Work to be completed
Using the data beneath this instruction, retype only the lines from the one that contains "INSTRUCTION = locate a point on each instance of the round" down to the one that contains "TARGET = black bird on wall", both included, exactly as they appear.

+++

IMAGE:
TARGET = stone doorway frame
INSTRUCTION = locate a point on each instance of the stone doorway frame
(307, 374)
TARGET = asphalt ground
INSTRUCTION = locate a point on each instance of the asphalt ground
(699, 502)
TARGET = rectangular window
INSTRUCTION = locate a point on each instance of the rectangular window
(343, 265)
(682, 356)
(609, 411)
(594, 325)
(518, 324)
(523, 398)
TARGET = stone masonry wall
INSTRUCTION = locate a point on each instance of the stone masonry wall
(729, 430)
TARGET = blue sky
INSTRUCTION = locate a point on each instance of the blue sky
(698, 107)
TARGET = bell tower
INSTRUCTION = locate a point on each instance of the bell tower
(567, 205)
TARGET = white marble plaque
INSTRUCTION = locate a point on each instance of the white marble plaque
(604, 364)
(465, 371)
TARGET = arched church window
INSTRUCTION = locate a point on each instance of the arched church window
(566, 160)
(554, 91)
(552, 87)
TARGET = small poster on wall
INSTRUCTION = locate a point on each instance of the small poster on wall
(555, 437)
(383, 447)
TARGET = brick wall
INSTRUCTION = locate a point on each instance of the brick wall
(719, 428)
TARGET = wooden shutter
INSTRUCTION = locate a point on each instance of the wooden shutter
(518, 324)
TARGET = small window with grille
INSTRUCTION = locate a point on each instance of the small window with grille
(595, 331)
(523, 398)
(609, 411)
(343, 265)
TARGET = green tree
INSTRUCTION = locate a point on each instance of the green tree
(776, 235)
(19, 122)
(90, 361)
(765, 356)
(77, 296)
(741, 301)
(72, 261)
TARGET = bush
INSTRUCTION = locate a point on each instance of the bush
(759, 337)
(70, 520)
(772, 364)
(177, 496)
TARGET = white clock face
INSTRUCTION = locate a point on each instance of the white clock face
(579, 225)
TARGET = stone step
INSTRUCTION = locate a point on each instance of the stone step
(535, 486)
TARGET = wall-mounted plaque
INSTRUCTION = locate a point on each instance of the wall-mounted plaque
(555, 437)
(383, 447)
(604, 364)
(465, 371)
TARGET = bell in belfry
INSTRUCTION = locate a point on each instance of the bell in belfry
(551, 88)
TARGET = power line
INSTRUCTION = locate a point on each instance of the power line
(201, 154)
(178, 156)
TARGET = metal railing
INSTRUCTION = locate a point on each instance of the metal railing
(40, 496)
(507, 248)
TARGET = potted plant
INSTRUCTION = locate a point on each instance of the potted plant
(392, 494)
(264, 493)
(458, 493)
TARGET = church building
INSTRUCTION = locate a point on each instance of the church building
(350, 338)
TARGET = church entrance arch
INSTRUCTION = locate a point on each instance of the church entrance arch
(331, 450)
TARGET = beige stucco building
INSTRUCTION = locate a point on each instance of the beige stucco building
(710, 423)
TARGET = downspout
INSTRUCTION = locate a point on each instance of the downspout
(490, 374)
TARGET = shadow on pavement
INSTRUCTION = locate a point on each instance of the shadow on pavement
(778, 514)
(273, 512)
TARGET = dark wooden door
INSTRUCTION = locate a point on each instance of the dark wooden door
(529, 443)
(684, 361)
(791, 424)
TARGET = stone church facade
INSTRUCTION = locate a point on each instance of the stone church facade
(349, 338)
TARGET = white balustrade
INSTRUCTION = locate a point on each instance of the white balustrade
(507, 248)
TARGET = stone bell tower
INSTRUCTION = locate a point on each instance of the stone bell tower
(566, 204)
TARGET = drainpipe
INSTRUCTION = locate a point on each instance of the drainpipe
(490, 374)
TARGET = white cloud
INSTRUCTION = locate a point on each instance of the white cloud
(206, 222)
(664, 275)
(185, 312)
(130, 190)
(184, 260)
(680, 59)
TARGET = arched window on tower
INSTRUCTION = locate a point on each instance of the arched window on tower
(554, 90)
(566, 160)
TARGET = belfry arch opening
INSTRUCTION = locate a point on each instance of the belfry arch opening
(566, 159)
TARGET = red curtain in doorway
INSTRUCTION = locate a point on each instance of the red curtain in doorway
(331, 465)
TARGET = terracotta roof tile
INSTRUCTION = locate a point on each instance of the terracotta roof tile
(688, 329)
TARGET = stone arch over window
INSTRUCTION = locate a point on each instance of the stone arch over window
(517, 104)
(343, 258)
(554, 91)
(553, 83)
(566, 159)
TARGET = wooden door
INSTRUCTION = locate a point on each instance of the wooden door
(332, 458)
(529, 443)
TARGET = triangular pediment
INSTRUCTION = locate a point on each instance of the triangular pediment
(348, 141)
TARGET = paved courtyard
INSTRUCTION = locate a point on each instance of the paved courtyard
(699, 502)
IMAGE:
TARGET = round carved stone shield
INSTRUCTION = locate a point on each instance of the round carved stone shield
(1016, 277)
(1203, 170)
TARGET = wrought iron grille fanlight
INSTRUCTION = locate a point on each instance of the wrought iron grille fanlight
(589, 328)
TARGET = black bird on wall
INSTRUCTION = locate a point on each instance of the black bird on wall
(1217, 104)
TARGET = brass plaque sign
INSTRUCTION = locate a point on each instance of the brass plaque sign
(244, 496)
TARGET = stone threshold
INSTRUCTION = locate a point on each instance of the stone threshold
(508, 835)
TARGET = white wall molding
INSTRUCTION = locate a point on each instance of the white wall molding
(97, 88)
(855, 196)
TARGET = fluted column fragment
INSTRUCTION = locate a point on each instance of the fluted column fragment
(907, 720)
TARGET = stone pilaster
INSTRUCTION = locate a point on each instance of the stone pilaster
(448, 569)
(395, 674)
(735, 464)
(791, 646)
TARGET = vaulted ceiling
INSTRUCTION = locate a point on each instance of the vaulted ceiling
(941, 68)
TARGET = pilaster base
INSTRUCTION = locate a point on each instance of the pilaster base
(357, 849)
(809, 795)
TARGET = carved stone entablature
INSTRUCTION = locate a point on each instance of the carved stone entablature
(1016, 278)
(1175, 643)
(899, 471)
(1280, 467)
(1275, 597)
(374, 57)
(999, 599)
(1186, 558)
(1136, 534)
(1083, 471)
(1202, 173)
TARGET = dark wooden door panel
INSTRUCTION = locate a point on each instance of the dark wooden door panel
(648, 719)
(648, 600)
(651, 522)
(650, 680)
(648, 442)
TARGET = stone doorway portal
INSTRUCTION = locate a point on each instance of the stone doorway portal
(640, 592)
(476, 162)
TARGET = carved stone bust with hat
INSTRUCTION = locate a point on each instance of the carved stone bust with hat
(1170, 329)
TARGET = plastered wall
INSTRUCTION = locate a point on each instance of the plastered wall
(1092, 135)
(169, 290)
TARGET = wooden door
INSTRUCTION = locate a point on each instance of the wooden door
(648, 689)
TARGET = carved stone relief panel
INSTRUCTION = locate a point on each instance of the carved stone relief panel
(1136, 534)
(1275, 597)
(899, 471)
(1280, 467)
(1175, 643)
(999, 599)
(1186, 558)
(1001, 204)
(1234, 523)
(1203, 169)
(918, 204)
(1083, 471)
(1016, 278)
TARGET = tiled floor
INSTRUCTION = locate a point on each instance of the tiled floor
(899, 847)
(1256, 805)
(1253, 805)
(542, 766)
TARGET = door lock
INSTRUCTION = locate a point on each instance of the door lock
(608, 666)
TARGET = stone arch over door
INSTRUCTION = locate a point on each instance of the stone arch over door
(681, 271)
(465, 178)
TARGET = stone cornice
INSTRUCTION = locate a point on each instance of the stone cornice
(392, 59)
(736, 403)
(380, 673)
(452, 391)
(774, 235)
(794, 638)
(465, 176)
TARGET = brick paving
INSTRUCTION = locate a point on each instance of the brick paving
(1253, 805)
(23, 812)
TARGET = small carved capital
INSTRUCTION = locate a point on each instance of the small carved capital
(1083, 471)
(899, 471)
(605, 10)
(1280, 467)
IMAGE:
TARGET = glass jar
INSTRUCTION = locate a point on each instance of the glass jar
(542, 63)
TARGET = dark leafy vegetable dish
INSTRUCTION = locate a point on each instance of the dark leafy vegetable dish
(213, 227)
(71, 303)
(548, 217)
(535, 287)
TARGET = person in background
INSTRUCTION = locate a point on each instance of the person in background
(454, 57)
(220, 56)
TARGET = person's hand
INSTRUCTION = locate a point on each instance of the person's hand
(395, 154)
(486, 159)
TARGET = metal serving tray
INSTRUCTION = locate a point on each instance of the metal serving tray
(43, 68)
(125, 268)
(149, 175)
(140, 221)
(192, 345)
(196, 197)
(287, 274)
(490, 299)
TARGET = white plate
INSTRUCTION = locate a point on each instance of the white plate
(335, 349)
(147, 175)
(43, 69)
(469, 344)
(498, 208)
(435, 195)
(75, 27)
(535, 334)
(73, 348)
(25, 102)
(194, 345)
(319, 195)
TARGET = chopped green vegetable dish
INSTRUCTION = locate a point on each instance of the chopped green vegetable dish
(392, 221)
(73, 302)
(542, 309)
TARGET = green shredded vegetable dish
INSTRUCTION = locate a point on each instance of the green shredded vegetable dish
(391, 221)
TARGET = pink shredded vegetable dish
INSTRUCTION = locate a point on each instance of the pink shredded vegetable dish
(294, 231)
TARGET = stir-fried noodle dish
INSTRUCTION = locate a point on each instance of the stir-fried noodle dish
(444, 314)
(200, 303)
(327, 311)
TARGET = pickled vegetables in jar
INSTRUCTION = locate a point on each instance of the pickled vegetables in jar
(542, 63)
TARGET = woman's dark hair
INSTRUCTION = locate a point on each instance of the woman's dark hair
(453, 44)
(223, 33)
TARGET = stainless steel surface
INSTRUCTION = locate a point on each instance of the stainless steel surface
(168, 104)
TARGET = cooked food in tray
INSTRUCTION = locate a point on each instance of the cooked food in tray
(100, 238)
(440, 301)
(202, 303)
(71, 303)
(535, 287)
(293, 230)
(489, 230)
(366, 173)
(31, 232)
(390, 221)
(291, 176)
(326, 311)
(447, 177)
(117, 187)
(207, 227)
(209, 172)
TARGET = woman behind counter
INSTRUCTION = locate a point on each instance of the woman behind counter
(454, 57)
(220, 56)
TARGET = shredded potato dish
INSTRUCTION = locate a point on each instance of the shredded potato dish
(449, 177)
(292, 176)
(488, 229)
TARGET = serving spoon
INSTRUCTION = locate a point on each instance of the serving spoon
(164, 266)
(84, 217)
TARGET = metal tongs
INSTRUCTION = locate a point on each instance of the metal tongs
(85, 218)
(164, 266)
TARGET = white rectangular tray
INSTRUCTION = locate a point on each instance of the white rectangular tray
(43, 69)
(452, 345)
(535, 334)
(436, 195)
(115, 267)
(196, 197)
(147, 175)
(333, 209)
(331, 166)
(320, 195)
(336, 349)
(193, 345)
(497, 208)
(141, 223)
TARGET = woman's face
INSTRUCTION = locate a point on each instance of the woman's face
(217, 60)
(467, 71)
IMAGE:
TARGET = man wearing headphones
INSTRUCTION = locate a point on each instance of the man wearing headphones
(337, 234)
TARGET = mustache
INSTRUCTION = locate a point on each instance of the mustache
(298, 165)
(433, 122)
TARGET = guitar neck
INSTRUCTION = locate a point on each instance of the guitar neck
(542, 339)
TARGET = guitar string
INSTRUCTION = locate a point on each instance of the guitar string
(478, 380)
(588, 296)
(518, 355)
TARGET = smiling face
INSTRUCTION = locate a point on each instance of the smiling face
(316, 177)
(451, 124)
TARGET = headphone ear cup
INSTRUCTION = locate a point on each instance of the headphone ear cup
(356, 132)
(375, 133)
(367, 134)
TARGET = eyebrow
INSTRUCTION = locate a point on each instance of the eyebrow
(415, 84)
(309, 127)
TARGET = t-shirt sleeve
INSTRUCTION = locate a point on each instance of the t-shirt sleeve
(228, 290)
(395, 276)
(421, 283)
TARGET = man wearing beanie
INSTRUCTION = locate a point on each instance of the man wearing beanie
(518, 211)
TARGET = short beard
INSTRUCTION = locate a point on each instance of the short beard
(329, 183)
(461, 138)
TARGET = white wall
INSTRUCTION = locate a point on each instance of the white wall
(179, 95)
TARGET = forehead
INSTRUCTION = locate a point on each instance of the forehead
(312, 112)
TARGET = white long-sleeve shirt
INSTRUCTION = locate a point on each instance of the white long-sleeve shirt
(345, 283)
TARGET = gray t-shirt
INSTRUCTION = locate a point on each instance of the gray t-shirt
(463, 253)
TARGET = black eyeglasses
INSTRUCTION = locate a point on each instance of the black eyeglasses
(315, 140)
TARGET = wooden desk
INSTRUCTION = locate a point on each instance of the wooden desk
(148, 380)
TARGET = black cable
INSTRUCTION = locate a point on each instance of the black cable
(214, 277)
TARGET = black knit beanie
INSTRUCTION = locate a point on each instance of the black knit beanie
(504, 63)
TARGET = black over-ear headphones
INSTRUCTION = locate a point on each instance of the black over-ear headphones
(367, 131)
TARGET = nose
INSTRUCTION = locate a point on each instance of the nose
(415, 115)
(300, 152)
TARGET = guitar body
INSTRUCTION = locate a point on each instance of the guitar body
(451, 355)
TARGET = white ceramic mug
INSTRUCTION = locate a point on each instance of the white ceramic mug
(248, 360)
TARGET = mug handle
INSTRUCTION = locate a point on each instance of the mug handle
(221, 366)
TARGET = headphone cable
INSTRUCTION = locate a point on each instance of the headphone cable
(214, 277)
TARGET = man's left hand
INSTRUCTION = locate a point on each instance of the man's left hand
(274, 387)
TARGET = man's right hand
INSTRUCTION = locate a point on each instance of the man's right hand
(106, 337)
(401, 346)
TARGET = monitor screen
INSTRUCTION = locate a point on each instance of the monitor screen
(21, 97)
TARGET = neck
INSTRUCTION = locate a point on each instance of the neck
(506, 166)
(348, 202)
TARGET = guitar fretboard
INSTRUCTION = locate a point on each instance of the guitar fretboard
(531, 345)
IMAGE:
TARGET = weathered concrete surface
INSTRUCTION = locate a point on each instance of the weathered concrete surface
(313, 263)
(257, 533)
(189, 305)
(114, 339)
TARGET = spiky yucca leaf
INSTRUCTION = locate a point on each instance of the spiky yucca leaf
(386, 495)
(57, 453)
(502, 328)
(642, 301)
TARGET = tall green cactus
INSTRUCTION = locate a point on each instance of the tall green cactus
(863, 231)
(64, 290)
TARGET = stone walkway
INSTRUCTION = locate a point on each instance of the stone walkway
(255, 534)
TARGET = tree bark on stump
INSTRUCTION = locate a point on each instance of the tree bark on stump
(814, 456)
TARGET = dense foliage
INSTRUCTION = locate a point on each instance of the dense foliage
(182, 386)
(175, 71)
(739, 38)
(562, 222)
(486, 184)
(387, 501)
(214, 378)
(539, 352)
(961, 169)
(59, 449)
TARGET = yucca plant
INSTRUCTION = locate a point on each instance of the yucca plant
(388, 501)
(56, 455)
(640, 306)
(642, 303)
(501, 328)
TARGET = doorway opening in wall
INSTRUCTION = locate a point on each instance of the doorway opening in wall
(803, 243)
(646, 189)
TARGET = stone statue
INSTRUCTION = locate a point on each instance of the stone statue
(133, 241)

+++

Task solution
INSTRUCTION = locate a point on each instance of the round carved stone shield
(1016, 277)
(1203, 170)
TARGET = wrought iron grille fanlight
INSTRUCTION = locate a point on each instance of the wrought iron grille fanlight
(589, 328)
TARGET = black bird on wall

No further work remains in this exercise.